EXTRACTED TEXT

EX-3.1 5 ex31.htm EXHIBIT 3.1 ex31.htm
Secretary of State
Deputy Secretary
for Commercial Recordings

Certified Copy
April 17, 2014
Job Number:    C20140417-1869
Reference Number: Expedite:
Through Date:
The undersigned filing officer hereby certifies that the attached copies are true and exact copies of all requested statements and related subsequent documentation filed with the Secretary of State’s Office, Commercial Recordings Division listed on the attached report.
 Document Number(s)  Description  Number of Pages  
 20140282266-73  Articles of Incorporation   5 Pages/1 Copies  
    Secretary of State  
 Certified By: Stephen Loff      
 Certificate Number: C20140417-1869      
  You may verify this certificate      
 online at http://www.nvsos.gov/      
Commercial Recording Division
202 N. Carson Street
Carson City, Nevada 89701-4069
Telephone (775) 684-5708
Fax (775) 684-7138




A Nevada Corporation
The name of the corporation is Drone Aviation Holding Corp. (the "Corporation").
The name of the Corporation's resident agent for service of process is National Registered Agents, Inc. of NV, located at 311 S. Division Street, Carson City, NV 89703.
3.01 Authorized Capital Stock The total number of shares of stock this Corporation is authorized to issue shall be four hundred million (400,000,000) shares, par value $.0001 per share. This stock shall be divided into two classes to be designated as "Common Stock" and "Blank Check Preferred Stock" ("Preferred Stock").
3.02 Common Stock The total number of authorized shares of Common Stock shall be three hundred million (300,000,000).
3.03 Blank Check Preferred Stock The total number of authorized shares of Preferred Stock shall be one hundred million (100,000,000) shares. The board of directors shall have the authority to authorize the issuance of the Preferred Stock from time to time in one or more classes or series, and to state in the resolution or resolutions from time to time adopted providing for the issuance thereof the following:
(a) Whether or not the class or series shall have voting rights, full or limited, the nature and qualifications, limitations and restrictions on those rights, or whether the class or series will be without voting rights;
(b) The number of shares to constitute the class or series and the designation thereof;

(c) The preferences and relative, participating, optional or other special rights, if any, and the qualifications, limitations, or restrictions thereof, if any, with respect to any class or series;
(d) Whether or not the shares of any class or series shall be redeemable and if redeemable, the redemption price or prices, and the time or times at which, and the terms and conditions upon which, such shares shall be redeemable and the manner of redemption;
(e) Whether or not the shares of a class or series shall be subject to the operation of retirement or sinking funds to be applied to the purchase or redemption of such shares for retirement, and if such retirement or sinking funds be established, the amount and the terms and provisions thereof;
(f) The dividend rate, whether dividends are payable in cash, stock of the Corporation, or other property, the conditions upon which and the times when such dividends are payable, the preference to or the relation to the payment of dividends payable on any other class or classes or series of stock, whether or not such dividend shall be cumulative or noncumulative, and if cumulative, the date or dates from which such dividends shall accumulate;
(g) The preferences, if any, and the amounts thereof which the holders of any class or series thereof are entitled to receive upon the voluntary or involuntary dissolution of, or upon any distribution of assets of, the Corporation;
(h) Whether or not the shares of any class or series are convertible into, or exchangeable for, the shares of any other class or classes or of any other series of the same or any other class or classes of stock of the Corporation and the conversion price or prices or ratio or ratios or the rate or rates at which such exchange may be made, with such adjustments, if any, as shall be stated and expressed or provided for in such resolution or resolutions; and
(i) Such other rights and provisions with respect to any class or series as may to the board of directors seem advisable.

[Excerpts of labeled region data]
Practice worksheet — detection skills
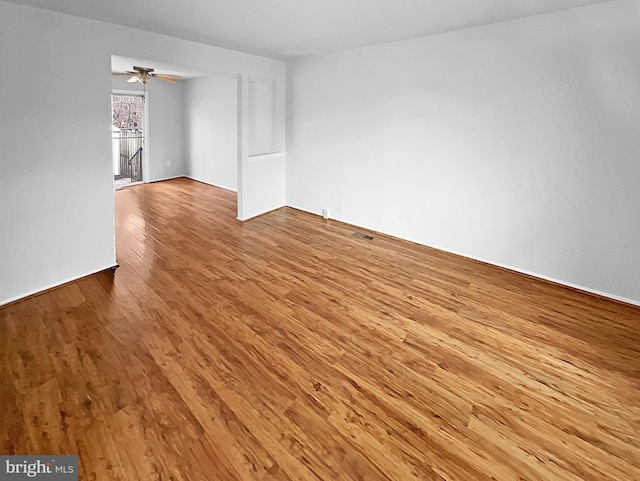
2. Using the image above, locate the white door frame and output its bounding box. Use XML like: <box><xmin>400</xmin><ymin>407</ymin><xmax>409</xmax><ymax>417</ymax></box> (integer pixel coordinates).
<box><xmin>111</xmin><ymin>89</ymin><xmax>149</xmax><ymax>183</ymax></box>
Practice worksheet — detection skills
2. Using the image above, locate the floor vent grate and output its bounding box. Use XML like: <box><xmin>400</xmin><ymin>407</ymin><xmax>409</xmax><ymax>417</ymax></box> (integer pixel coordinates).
<box><xmin>353</xmin><ymin>232</ymin><xmax>373</xmax><ymax>240</ymax></box>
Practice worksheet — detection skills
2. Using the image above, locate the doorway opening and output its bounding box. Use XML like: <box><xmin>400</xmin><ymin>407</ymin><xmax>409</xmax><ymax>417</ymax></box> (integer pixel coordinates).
<box><xmin>111</xmin><ymin>93</ymin><xmax>146</xmax><ymax>189</ymax></box>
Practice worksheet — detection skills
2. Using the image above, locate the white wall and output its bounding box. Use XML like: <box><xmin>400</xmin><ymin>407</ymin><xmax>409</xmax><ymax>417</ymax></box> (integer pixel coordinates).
<box><xmin>0</xmin><ymin>1</ymin><xmax>284</xmax><ymax>304</ymax></box>
<box><xmin>286</xmin><ymin>1</ymin><xmax>640</xmax><ymax>303</ymax></box>
<box><xmin>185</xmin><ymin>75</ymin><xmax>238</xmax><ymax>191</ymax></box>
<box><xmin>111</xmin><ymin>76</ymin><xmax>187</xmax><ymax>182</ymax></box>
<box><xmin>249</xmin><ymin>79</ymin><xmax>280</xmax><ymax>155</ymax></box>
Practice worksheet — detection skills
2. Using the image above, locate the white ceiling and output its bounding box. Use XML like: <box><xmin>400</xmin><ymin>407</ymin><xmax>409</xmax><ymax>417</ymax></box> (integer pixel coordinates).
<box><xmin>11</xmin><ymin>0</ymin><xmax>603</xmax><ymax>59</ymax></box>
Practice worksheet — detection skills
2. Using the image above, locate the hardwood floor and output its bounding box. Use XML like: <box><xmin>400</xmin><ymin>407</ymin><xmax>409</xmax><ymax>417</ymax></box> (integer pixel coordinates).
<box><xmin>0</xmin><ymin>179</ymin><xmax>640</xmax><ymax>481</ymax></box>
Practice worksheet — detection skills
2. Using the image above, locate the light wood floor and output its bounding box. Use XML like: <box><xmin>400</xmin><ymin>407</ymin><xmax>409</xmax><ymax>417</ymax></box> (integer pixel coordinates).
<box><xmin>0</xmin><ymin>179</ymin><xmax>640</xmax><ymax>481</ymax></box>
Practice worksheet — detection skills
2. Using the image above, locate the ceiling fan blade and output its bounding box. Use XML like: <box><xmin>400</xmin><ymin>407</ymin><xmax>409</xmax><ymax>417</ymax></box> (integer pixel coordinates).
<box><xmin>151</xmin><ymin>73</ymin><xmax>182</xmax><ymax>79</ymax></box>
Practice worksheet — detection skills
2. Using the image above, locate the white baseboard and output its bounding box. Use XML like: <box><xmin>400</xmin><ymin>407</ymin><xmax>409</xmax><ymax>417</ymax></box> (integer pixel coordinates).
<box><xmin>287</xmin><ymin>204</ymin><xmax>640</xmax><ymax>307</ymax></box>
<box><xmin>181</xmin><ymin>175</ymin><xmax>238</xmax><ymax>194</ymax></box>
<box><xmin>0</xmin><ymin>263</ymin><xmax>118</xmax><ymax>307</ymax></box>
<box><xmin>149</xmin><ymin>174</ymin><xmax>187</xmax><ymax>184</ymax></box>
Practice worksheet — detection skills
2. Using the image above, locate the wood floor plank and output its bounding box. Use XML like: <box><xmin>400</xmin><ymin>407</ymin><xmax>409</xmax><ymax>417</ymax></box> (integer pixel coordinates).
<box><xmin>0</xmin><ymin>179</ymin><xmax>640</xmax><ymax>481</ymax></box>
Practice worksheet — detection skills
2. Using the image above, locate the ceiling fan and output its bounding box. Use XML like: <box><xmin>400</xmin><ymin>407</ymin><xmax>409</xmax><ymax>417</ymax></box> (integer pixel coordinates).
<box><xmin>113</xmin><ymin>67</ymin><xmax>182</xmax><ymax>85</ymax></box>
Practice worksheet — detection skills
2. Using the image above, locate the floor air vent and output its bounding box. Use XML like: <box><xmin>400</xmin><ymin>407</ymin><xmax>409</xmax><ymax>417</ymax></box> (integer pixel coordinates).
<box><xmin>353</xmin><ymin>232</ymin><xmax>373</xmax><ymax>240</ymax></box>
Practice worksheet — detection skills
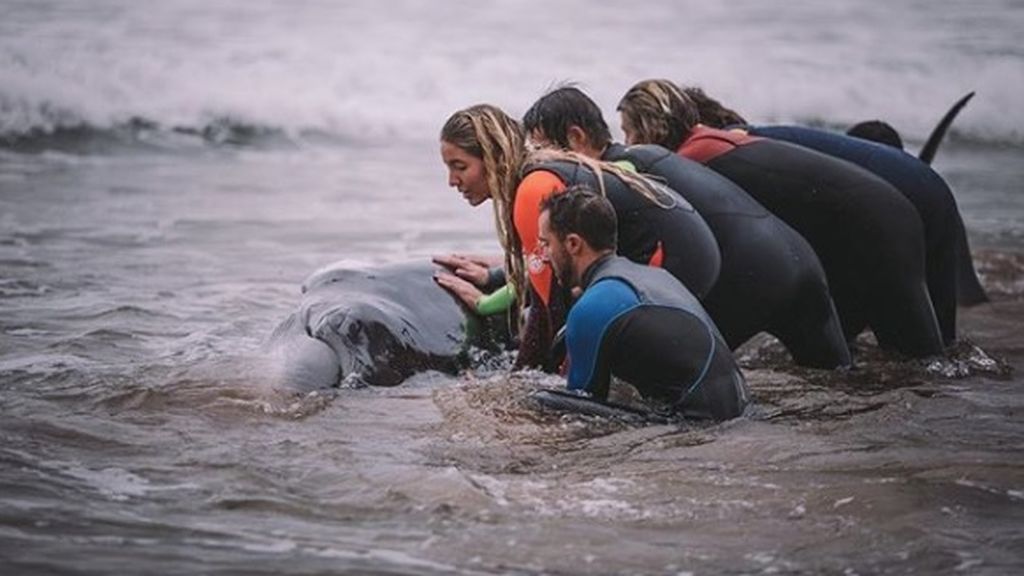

TO-DO LIST
a - Reproduce the passage of the articles of incorporation that begins at the words "A Nevada Corporation" and ends after the words "City, NV 89703.".
b - Continue the Drone Aviation Holding Corp. articles of incorporation from the point where the text stops.

ANSWERS TO THE EXERCISE
a -
A Nevada Corporation
The name of the corporation is Drone Aviation Holding Corp. (the "Corporation").
The name of the Corporation's resident agent for service of process is National Registered Agents, Inc. of NV, located at 311 S. Division Street, Carson City, NV 89703.

b -
The shares of each class or series of the Preferred Stock may vary from the shares of any other class or series thereof in any respect. The Board of Directors may increase the number of shares of the Preferred Stock designated for any existing class or series by a resolution adding to such class or series authorized and unissued shares of the Preferred Stock not designated for any existing class or series of the Preferred Stock and the shares so subtracted shall become authorized, unissued and undesignated shares of the Preferred Stock.


The number of directors comprising the board of directors shall be fixed and may be increased or decreased from time to time in the manner provided in the bylaws of the Corporation, except that at no time shall there be less than one director.
The purpose of the Corporation is to engage in any lawful act or activity for which corporations may be organized under Nevada Revised Statutes ("NRS").
The individual liability of the directors and officers of the Corporation is hereby eliminated to the fullest extent permitted by the NRS, as the same may be amended and supplemented. Any repeal or modification of this Article by the stockholders of the Corporation shall be prospective only, and shall not adversely affect any limitation on the personal liability of a director or officer of the Corporation for acts or omissions prior to such repeal or modification.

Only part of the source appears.